Exercise
Reproduce every row below word for word, leaving out the pictures.

Data excerpts
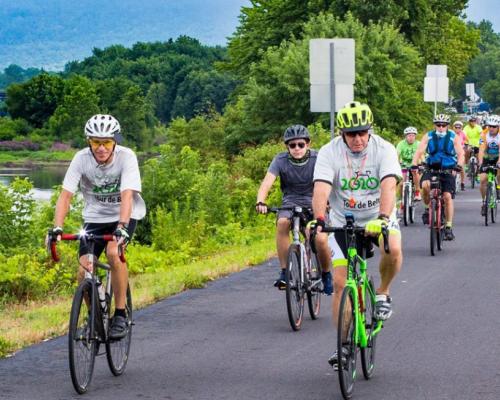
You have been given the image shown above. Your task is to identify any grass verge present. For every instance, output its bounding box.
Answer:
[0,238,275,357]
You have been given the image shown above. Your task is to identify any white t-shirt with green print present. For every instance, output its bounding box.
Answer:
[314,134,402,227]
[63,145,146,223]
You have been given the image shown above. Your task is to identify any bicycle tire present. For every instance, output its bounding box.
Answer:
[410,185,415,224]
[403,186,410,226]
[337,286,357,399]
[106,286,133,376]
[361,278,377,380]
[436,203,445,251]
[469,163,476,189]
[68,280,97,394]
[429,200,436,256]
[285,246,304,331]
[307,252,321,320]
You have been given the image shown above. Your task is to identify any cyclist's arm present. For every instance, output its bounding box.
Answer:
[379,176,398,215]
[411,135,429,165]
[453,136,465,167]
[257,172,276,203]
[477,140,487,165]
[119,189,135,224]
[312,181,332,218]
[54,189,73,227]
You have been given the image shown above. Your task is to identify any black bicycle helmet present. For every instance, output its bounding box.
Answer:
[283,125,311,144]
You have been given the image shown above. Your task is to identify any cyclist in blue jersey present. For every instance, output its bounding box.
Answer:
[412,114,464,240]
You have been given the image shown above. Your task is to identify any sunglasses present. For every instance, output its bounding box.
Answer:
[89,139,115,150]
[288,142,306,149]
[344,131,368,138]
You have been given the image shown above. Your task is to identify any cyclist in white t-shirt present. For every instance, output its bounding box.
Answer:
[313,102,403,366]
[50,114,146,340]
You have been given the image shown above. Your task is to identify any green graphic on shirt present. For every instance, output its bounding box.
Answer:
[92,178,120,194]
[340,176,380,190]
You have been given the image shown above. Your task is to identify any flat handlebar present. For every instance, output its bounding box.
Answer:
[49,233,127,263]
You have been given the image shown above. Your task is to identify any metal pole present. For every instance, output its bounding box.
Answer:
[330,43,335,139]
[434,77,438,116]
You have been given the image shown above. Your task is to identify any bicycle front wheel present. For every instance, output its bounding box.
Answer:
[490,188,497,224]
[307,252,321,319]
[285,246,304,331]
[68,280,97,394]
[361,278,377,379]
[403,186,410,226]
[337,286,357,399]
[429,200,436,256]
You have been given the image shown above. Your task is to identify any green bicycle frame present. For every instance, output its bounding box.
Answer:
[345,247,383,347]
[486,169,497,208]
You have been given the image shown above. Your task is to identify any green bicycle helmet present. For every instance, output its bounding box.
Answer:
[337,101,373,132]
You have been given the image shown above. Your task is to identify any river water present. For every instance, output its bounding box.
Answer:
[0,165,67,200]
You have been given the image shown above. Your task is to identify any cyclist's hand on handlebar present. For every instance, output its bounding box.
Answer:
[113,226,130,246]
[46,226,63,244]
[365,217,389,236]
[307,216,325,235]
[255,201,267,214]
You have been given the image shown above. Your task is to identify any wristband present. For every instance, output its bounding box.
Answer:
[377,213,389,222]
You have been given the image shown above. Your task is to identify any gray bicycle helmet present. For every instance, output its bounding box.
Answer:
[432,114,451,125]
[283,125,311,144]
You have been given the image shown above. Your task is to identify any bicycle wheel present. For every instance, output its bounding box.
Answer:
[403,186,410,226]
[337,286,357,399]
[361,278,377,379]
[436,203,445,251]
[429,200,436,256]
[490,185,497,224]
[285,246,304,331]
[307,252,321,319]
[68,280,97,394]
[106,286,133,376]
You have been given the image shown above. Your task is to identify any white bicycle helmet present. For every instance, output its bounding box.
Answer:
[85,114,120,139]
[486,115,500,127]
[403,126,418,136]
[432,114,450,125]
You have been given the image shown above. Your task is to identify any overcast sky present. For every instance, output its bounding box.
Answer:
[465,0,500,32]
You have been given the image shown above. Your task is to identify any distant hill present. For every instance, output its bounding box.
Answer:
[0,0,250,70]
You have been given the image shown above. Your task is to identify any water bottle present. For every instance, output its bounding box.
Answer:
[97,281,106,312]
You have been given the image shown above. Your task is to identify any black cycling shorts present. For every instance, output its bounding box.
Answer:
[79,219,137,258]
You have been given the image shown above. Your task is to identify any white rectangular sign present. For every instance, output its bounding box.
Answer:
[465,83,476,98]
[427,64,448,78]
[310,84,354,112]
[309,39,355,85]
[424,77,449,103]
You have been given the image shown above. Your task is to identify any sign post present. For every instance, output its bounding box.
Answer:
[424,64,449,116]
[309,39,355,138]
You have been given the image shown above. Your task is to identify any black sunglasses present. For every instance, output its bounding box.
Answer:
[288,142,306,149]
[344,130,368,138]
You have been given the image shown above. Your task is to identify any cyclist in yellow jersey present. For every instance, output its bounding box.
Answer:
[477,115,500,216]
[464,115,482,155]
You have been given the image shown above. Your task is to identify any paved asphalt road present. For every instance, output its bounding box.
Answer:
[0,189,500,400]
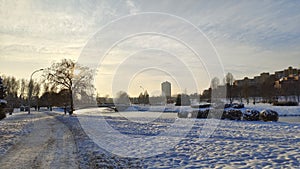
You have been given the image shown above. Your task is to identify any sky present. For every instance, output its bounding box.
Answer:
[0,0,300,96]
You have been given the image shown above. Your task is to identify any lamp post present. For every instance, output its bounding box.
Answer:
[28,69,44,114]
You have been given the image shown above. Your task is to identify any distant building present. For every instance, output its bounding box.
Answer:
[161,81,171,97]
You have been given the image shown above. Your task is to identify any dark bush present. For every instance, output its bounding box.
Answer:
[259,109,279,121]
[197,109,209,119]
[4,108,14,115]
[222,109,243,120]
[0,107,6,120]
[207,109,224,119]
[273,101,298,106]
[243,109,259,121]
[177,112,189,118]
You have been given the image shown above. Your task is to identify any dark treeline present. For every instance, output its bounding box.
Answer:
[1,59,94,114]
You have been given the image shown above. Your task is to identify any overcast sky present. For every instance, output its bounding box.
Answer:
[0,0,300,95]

Answer
You have been given the image shown above. Your task is to identify any grass verge present. For every instance, output its bounding box.
Answer:
[0,238,275,357]
You have been given the image shown above. Your task is to identify any white t-shirt with green print present. For every instance, output its bounding box.
Answer:
[314,134,402,227]
[63,145,146,223]
You have been given the image shown above. Your task is to identify any bicycle tire present. For every instance, output its bounding box.
Answer:
[410,185,415,224]
[403,186,410,226]
[337,286,357,399]
[106,286,133,376]
[361,278,377,380]
[436,203,445,251]
[469,163,476,189]
[68,280,97,394]
[429,200,436,256]
[285,246,304,331]
[307,252,321,320]
You have been given the image shown above. Your task is to identify any cyclist's arm present. For every instance, output its bounding box.
Answer:
[379,176,398,215]
[411,135,429,165]
[453,136,465,167]
[257,172,276,203]
[477,140,487,165]
[119,189,135,224]
[312,181,332,218]
[54,189,73,227]
You have been given the image shown above. Your task is to identify any black bicycle helmet present. For every instance, output its bounding box.
Answer:
[283,125,311,144]
You have been given the image shown above. Your task is to identify any cyclist in blue jersey present. For every instance, output its bounding box.
Answer:
[412,114,464,240]
You have been given the image shown above. Your task is to identify any sunglasses present. For every instance, output its bounding box.
Answer:
[89,139,115,150]
[288,142,306,149]
[344,131,368,138]
You have been given the image shown above. Your task is to identify any cyclist in white t-shirt present. For every instance, output its bounding box.
Answer:
[313,102,403,366]
[50,114,146,340]
You have been given the image shown above. Your task is to identify any green graphic on shirt present. For every instance, output its bounding box.
Answer:
[92,178,120,194]
[340,176,380,190]
You have been given the image shown above. Your task is to identify any flat handlebar present. For every instance, output its bounding box.
Answer:
[49,233,127,263]
You have been given the image shown above. Your task is to identify any metal pole present. For every instance, output its bounding box.
Answer:
[330,43,335,139]
[434,77,438,116]
You have been given the image shown above. Your task is to identify any bicycle front wheel present. For every instance, output its bounding box.
Answer:
[490,188,497,224]
[307,252,321,319]
[285,246,304,331]
[68,280,97,394]
[361,278,377,379]
[403,186,410,226]
[337,286,357,399]
[429,200,436,256]
You have been given the image shown above. Your task is to identify any green bicycle frame present. For every instance, output its bounding box.
Answer:
[345,247,383,347]
[486,169,497,208]
You have been given the image shown above. Your task is to identify any green bicycle helmet present. For every instance, output its bounding box.
Answer:
[337,101,373,132]
You have been given the image shown above. Your task is to identify any river water present. For every instance, output its bounding box.
Answer:
[0,165,67,200]
You have been given the image shown above. Your task is to identify any cyclist's hand on handlebar present. For every instance, output its bounding box.
Answer:
[113,226,130,246]
[46,226,63,244]
[365,217,389,236]
[307,216,325,235]
[255,201,267,214]
You have been given the image shown above. Your task is to identify any wristband present. For every instance, output its bounding box.
Answer:
[377,213,389,222]
You have been given the image shown above. Your task is to identify any gray bicycle helmet present. For every instance, output its bounding box.
Answer:
[432,114,451,125]
[283,125,311,144]
You have been given the image shown above. Your task is to identify any bicycle wheel present. For every instance, output its bounding box.
Answer:
[403,186,410,226]
[337,286,357,399]
[361,278,377,379]
[436,203,445,251]
[429,200,436,256]
[490,185,497,224]
[285,246,304,331]
[307,252,321,319]
[68,280,97,394]
[106,286,133,376]
You have been given the image shown above. Your task is to identify any white bicycle helmet present. For every instance, output its bounding box.
Answer:
[85,114,120,139]
[486,115,500,127]
[403,126,418,136]
[432,114,450,125]
You have been given the image shown above. Your task is to identify any overcast sky present. For every instance, output its bounding box.
Answer:
[465,0,500,32]
You have been given the image shown above. Your task is to identify any distant hill present. For every instance, output its bounding box.
Answer:
[0,0,250,70]
You have been given the image shown above. Your task is to identify any water bottle present. For every instance, output its bounding box.
Answer:
[97,281,106,312]
You have been given the image shown above. Your task is to identify any black cycling shorts present. For every instance, output its bounding box.
Answer:
[79,219,137,258]
You have been given the image shown above. Your task is to identify any white rectangular sign present. For every instance, output its bounding box.
Answer:
[465,83,476,98]
[427,64,448,78]
[310,84,354,112]
[309,39,355,85]
[424,77,449,103]
You have been given the image shown above. Your task is to identify any sign post present. For every instance, output its bounding box.
Answer:
[424,64,449,116]
[309,39,355,138]
You have been given the image shown above. Your task is to identify any black sunglasses present. For every instance, output its bounding box.
Answer:
[288,142,306,149]
[344,130,368,138]
You have been given the image shown above. Your task is to identify any cyclist in yellow jersey present. For every instance, output its bounding box.
Answer:
[477,115,500,216]
[464,115,482,155]
You have been given the image shown above. Your task is to identify any paved asphalt road present. For every instance, output its bounding box.
Answer:
[0,189,500,400]
You have been given the image shown above. Your task is to identify any sky present. For every instance, output its bounding box.
Answer:
[0,0,300,96]
You have been given the image shown above. Your task is to identify any lamp post present. For every instance, output its bounding box.
Answer:
[28,69,44,114]
You have been given the image shown above. Your task is to identify any distant building present. For every instance, output its bounding box.
Answer:
[161,81,171,97]
You have been given the image shown above. Your task is to identify any dark bush present. For every instance, output its bounding box.
Answer:
[259,109,279,121]
[197,109,209,119]
[4,108,14,115]
[222,109,243,120]
[0,107,6,120]
[207,109,224,119]
[273,101,298,106]
[243,109,259,121]
[177,112,189,118]
You have been given the image shown above. Your task is to identify any dark treeline present. For every instance, output its bounding box.
Answer:
[1,59,94,114]
You have been given the image shown above. Your task is to identify any overcast sky present. For every instance, output its bounding box.
Answer:
[0,0,300,95]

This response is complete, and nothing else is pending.